*THE PROBLEM*. Quote the data below in full, minus the images.
━━ GIVEN INFORMATION ━━
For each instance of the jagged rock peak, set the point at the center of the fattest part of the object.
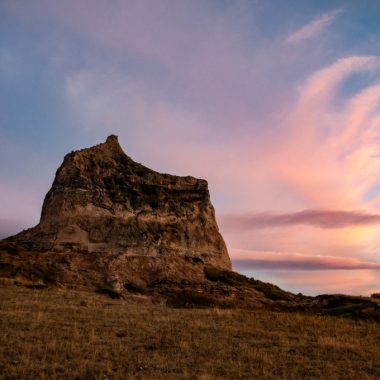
(103, 201)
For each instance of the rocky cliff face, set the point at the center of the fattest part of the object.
(104, 204)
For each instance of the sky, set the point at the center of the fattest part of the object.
(275, 102)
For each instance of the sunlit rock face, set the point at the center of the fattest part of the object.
(102, 202)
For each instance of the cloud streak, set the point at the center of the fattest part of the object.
(316, 218)
(257, 260)
(313, 28)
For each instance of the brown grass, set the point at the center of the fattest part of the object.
(50, 333)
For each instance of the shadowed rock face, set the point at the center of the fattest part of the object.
(101, 201)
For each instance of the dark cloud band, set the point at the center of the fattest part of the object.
(317, 218)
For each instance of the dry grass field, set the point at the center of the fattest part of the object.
(52, 333)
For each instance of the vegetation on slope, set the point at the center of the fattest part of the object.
(52, 333)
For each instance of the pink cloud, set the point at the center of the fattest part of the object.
(314, 27)
(317, 218)
(257, 260)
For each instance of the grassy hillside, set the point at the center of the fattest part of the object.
(51, 333)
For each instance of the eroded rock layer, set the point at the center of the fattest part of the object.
(102, 202)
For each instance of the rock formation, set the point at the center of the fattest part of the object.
(137, 224)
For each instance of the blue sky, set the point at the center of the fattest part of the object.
(275, 103)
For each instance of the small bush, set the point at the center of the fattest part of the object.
(191, 299)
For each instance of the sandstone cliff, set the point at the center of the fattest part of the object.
(106, 210)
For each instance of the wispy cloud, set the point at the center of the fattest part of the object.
(314, 27)
(258, 260)
(317, 218)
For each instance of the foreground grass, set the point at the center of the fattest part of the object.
(47, 334)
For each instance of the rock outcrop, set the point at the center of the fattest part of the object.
(106, 210)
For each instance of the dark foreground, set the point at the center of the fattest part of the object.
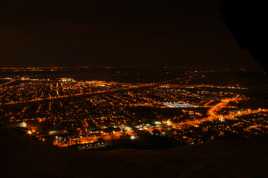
(234, 158)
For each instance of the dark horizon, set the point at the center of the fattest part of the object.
(118, 33)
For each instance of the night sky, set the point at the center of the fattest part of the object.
(122, 32)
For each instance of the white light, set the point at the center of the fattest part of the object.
(157, 123)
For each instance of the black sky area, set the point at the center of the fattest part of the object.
(120, 32)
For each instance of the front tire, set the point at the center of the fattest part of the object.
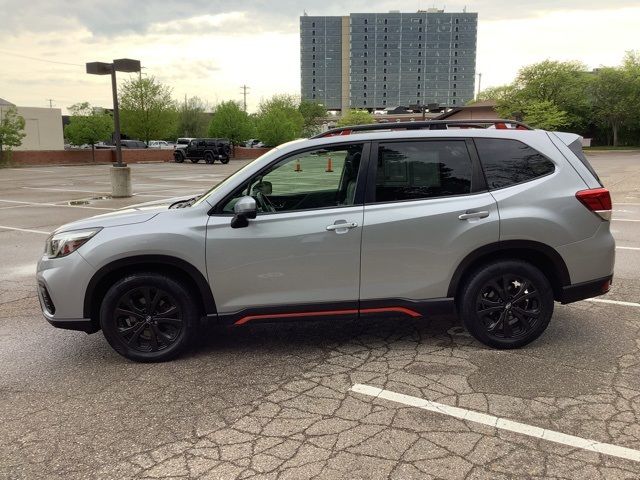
(148, 317)
(506, 304)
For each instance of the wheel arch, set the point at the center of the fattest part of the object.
(106, 276)
(544, 257)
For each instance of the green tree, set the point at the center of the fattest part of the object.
(192, 118)
(615, 92)
(356, 117)
(88, 125)
(11, 130)
(279, 120)
(564, 84)
(544, 115)
(313, 115)
(232, 122)
(147, 111)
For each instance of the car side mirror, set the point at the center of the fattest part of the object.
(244, 209)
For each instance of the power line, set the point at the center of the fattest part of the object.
(39, 59)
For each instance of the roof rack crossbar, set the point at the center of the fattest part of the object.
(426, 125)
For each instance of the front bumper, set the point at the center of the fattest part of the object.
(62, 283)
(590, 289)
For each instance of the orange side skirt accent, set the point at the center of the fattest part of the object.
(250, 318)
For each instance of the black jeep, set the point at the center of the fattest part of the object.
(207, 149)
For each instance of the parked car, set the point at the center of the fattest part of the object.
(132, 144)
(207, 149)
(182, 142)
(254, 143)
(422, 219)
(160, 144)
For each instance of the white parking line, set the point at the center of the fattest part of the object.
(36, 204)
(28, 230)
(613, 302)
(501, 423)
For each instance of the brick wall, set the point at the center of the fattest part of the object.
(82, 157)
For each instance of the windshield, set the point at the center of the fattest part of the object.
(230, 178)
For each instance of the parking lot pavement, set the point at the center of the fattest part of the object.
(339, 400)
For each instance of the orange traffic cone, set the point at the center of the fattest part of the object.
(329, 165)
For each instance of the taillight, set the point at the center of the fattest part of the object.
(598, 200)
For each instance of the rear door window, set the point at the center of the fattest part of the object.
(416, 170)
(576, 148)
(509, 162)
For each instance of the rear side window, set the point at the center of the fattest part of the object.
(576, 148)
(508, 162)
(415, 170)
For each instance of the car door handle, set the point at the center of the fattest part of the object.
(340, 226)
(468, 215)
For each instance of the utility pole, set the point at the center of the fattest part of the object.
(244, 95)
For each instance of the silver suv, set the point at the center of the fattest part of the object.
(491, 220)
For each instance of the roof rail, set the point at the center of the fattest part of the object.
(500, 124)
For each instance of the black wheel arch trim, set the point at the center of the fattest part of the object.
(151, 261)
(507, 248)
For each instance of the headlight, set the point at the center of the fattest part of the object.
(63, 243)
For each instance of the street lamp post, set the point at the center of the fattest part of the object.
(120, 172)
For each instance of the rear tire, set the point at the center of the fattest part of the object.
(148, 317)
(506, 304)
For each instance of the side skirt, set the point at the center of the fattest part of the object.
(365, 309)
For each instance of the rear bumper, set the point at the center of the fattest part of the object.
(590, 289)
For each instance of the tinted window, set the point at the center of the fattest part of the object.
(507, 162)
(415, 170)
(576, 148)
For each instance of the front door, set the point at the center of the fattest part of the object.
(300, 257)
(426, 209)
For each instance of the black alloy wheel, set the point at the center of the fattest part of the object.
(508, 307)
(506, 304)
(149, 317)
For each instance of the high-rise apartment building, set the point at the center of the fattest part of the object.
(385, 60)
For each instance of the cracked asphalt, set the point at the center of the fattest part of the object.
(275, 401)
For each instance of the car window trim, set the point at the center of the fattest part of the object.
(490, 189)
(216, 210)
(478, 184)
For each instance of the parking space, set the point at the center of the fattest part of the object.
(384, 399)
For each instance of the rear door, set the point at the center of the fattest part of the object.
(426, 209)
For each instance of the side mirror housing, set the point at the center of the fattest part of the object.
(244, 209)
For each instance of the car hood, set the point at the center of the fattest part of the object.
(139, 213)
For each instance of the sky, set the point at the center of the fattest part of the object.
(210, 48)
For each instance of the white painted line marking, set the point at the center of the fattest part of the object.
(35, 204)
(613, 302)
(28, 230)
(501, 423)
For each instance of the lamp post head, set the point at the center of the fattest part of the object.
(99, 68)
(126, 65)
━━━
*COMPLETED EXERCISE*.
For each instance of the jagged rock peak, set the point at the center of the fattest part of the object.
(103, 201)
For each instance of the rocky cliff face, set the point at the center of the fattest part of the object.
(104, 204)
For each instance of the sky, set the point at the center of the fattest part of the object.
(275, 102)
For each instance of the sunlit rock face, set the point at the center of the fattest part of the object.
(102, 202)
For each instance of the cloud streak, set the point at the center of the fattest part of the object.
(316, 218)
(257, 260)
(313, 28)
For each instance of the brown grass, set the point at the center of the fattest part of the object.
(50, 333)
For each instance of the shadowed rock face, set the point at the center of the fattest part of the object.
(101, 201)
For each instance of the dark cloud band, set the point at the center of the fattest part of the object.
(317, 218)
For each instance of the dry grass field, set the point at the center of the fattest part of the object.
(52, 333)
For each instance of the vegetation on slope, set the point at the center of the fattest part of the object.
(52, 333)
For each instance of the pink cloud, set the point at the center of the fattest part of the object.
(314, 27)
(317, 218)
(257, 260)
For each instance of the grassy hillside, set the point at the center of the fattest part of the object.
(51, 333)
For each instance of the eroded rock layer, set the point at the center of the fattest part of the object.
(102, 202)
For each instance of the rock formation, set the point at the center of the fattest part of the object.
(137, 224)
For each instance of the blue sky, set the point at the center of the fattest part of the object.
(275, 103)
For each instance of the small bush, set the point at the center of the fattest part of the object.
(191, 299)
For each instance of the sandstone cliff, set the point at the center of the fattest part of the object.
(106, 210)
For each instance of the wispy cloud, set the point at the center of the fattest part of the object.
(314, 27)
(258, 260)
(317, 218)
For each instance of the foreground grass, set the point at the center of the fattest part of the object.
(47, 334)
For each instance of the rock outcrop, set the point at the center of the fattest part of the object.
(106, 210)
For each instance of the dark foreground, set the point at the center of the fattest part of the object.
(234, 158)
For each instance of the dark horizon, set the point at the center of the fattest part of the object.
(118, 33)
For each instance of the night sky, set the point at the center of the fattest part of the object.
(122, 32)
For each instance of the white light, set the point at the center of the fattest part of the object.
(157, 123)
For each instance of the black sky area, set the point at the center of the fattest part of the object.
(120, 32)
For each instance of the front tire, set the point at the center of the fattest part of the object.
(148, 317)
(506, 304)
For each instance of the wheel arch, set the point at the center of the fattest part of the object.
(106, 276)
(544, 257)
For each instance of the green tree, set the point at the center of the fattest part of the object.
(192, 118)
(615, 92)
(356, 117)
(88, 125)
(11, 130)
(279, 120)
(564, 84)
(544, 115)
(313, 115)
(232, 122)
(147, 111)
For each instance of the car side mirror, set the point at the center of the fattest part of the object.
(244, 209)
For each instance of the power line, set the point at the center of the fattest part of the object.
(39, 59)
For each instance of the roof rack crossbar, set the point at the center of the fattest part of the object.
(426, 125)
For each instance of the front bumper, set the point at the center of the fattest part of the object.
(62, 283)
(590, 289)
For each instance of the orange side skirt accent, set the point at the center of the fattest part of the object.
(250, 318)
For each instance of the black jeep, set the point at the center of the fattest part of the object.
(207, 149)
For each instance of the parked car, set the point at the center of the fattest part of the object.
(132, 144)
(207, 149)
(182, 142)
(254, 143)
(422, 219)
(160, 144)
For each instance of the white parking line, set the point at the center of the fattest part of the object.
(36, 204)
(28, 230)
(613, 302)
(501, 423)
For each instance of the brick wall, set the point at the center of the fattest part of the object.
(82, 157)
For each instance of the windshield, set the point at the center of the fattest part of the object.
(230, 178)
For each instance of the parking lot pavement, set the point at the center of the fattest part of the object.
(339, 400)
For each instance of the orange traffic cone, set the point at the center of the fattest part of the object.
(329, 165)
For each instance of the taillight, set the point at the center of the fattest part of the object.
(598, 200)
For each instance of the rear door window, set the point at the center of the fattest part of the object.
(416, 170)
(576, 148)
(509, 162)
For each instance of the rear side window, set the point at the center of the fattest part of the object.
(576, 148)
(508, 162)
(415, 170)
For each instance of the car door handle, set the point at the center of the fattest part of the object.
(340, 226)
(468, 215)
For each instance of the utility pole, set the point at the center of the fattest part of the object.
(244, 95)
For each instance of the silver suv, set the point at the center of the fattest part of the object.
(491, 220)
For each instance of the roof rail, set the point at the center of the fattest part of the object.
(500, 124)
For each instance of the black wheel arch trim, set the point at the center of the fattest part of the object.
(151, 261)
(507, 248)
For each instance of the headlight, set the point at the center of the fattest part of the object.
(63, 243)
For each instance of the street lamp post, set the point at the center of the fattest part of the object.
(120, 172)
For each instance of the rear tire, set the point at the center of the fattest part of the object.
(148, 317)
(506, 304)
For each instance of the side skirt, set the point at the center of the fattest part of the object.
(365, 309)
For each instance of the rear bumper, set the point at the center of the fattest part of the object.
(590, 289)
For each instance of the tinted window, set the point at the center of the fattest part of the object.
(507, 162)
(415, 170)
(576, 148)
For each instance of the front door, set the point at the center of the fattest part of the object.
(300, 257)
(426, 209)
For each instance of the black alloy wheel, set the point at the center of the fattest part of the object.
(508, 307)
(506, 304)
(149, 317)
For each instance of the high-rise apartment building, set the point at the center of the fattest part of the object.
(385, 60)
For each instance of the cracked asphalt, set the point at the center of the fattest part of the object.
(275, 401)
For each instance of the car window trim, set the point at the center of the fattest part of the object.
(490, 189)
(216, 210)
(478, 184)
For each instance of the parking space, set the point at the center of the fattest part of the object.
(384, 399)
For each instance of the rear door, set the point at the center of the fattest part of the object.
(426, 209)
For each instance of the side mirror housing, set the point at the center of the fattest part of the object.
(244, 209)
For each instance of the car hood, set the point at the center of the fattest part of the object.
(139, 213)
For each instance of the sky, set the point at the center of the fattest part of the object.
(210, 48)
For each instance of the white painted line marking, set the point at the center of the fattest part of the object.
(35, 204)
(613, 302)
(28, 230)
(501, 423)
For each instance of the lamp post head, set the point at the center of the fattest part of the object.
(99, 68)
(126, 65)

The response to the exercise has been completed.